### SELECTED EXTRACT

==========

Finally, let's install latest Chef, install dependent cookbooks, and run chef-solo:

ssh -t -i /path/to/your/key.pem ec2-12-45-67-89.compute-1.amazonaws.com <<END
  sudo apt-get update
  sudo apt-get install build-essential curl git vim -y
  curl -# -L http://www.opscode.com/chef/install.sh | sudo bash -s --
  sudo mkdir -p /etc/chef/; sudo mkdir -p /var/chef/cookbooks/elasticsearch
  sudo tar --strip 1 -C /var/chef/cookbooks/elasticsearch -xf cookbook-elasticsearch-master.tar.gz
  sudo apt-get install bison zlib1g-dev libopenssl-ruby1.9.1 libssl-dev libyaml-0-2 libxslt-dev libxml2-dev libreadline-gplv2-dev libncurses5-dev file ruby1.9.1-dev git --yes --fix-missing
  sudo /opt/chef/embedded/bin/gem install berkshelf --version 1.4.5 --no-rdoc --no-ri
  sudo /opt/chef/embedded/bin/berks install --path=/var/chef/cookbooks/ --berksfile=/var/chef/cookbooks/elasticsearch/Berksfile
  sudo chef-solo -N elasticsearch-test-chef-solo -j node.json
END

Verify the installation with:

ssh -i /path/to/your/key.pem ec2-12-45-67-89.compute-1.amazonaws.com "curl localhost:9200"

For a full and thorough walktrough, please read the tutorial on deploying elasticsearch with Chef Solo which uses this cookbook as an example.

This cookbook comes with a Rake task which allows to create, bootstrap and configure an Amazon EC2 with a single command. Save your node configuration into tmp/node.json file and run:

time \
 AWS_SSH_KEY_ID=your-key-id \
 AWS_ACCESS_KEY=your-access-keys \
 AWS_SECRET_ACCESS_KEY=your-secret-key\
 SSH_KEY=/path/to/your/key.pem \
 NAME=elasticsearch-test-chef-solo-with-rake \
 rake create

Run rake -T for more information about other available tasks, see the Rakefile for all available options and configurations.

Chef Server

For Chef Server based deployment, include the recipes you want to be executed in a dedicated elasticsearch role, or in the node run_list.

Then, upload the cookbook to the Chef server:

    knife cookbook upload elasticsearch

To enable the Amazon AWS related features, include the elasticsearch::aws recipe. You will need to configure the AWS credentials.

You may do that in the node configuration (with knife node edit MYNODE or in the Chef Server console), in a role with override_attributes declaration, but it is arguably most convenient to store the information in an "elasticsearch" data bag:

    mkdir -p ./data_bags/elasticsearch
    echo '{
      "id" : "aws",
      "_default" : {
        "discovery" : { "type": "ec2", "ec2" : { "groups": "elasticsearch" } },

        "cloud"   : {
          "aws"     : { "access_key": "YOUR ACCESS KEY", "secret_key": "YOUR SECRET ACCESS KEY" }
        }
      }
    }' > ./data_bags/elasticsearch/aws.json

Do not forget to upload the data bag to the Chef server:

    knife data bag from file elasticsearch aws.json

To use the EBS related features, use your preferred method of configuring node attributes, or store the configuration in a data bag called elasticsearch/data:

    {
      "elasticsearch": {
        // ...

==========

### SOURCE EXCERPT

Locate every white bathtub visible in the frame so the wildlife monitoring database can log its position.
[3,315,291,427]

==========

### GIVEN TASK A
Do these statements agree with the Elasticsearch cookbook text? Answer yes or no for each, and quote the words of the text that decide it. (i) The Berkshelf gem is installed at version 1.4.5. (ii) The Rake task expects the node configuration to be saved in config/node.json. (iii) The cookbook is uploaded to the Chef server with a knife command.
### GIVEN TASK B
Repeat word for word the part of the Elasticsearch cookbook text starting at "Verify the installation" and ending at "as an example.".
The data shown above is separate from the Elasticsearch cookbook text.

### ANSWER A
(i) Yes: "gem install berkshelf --version 1.4.5"
(ii) No: "Save your node configuration into tmp/node.json file"
(iii) Yes: "knife cookbook upload elasticsearch"

### ANSWER B
Verify the installation with:

ssh -i /path/to/your/key.pem ec2-12-45-67-89.compute-1.amazonaws.com "curl localhost:9200"

For a full and thorough walktrough, please read the tutorial on deploying elasticsearch with Chef Solo which uses this cookbook as an example.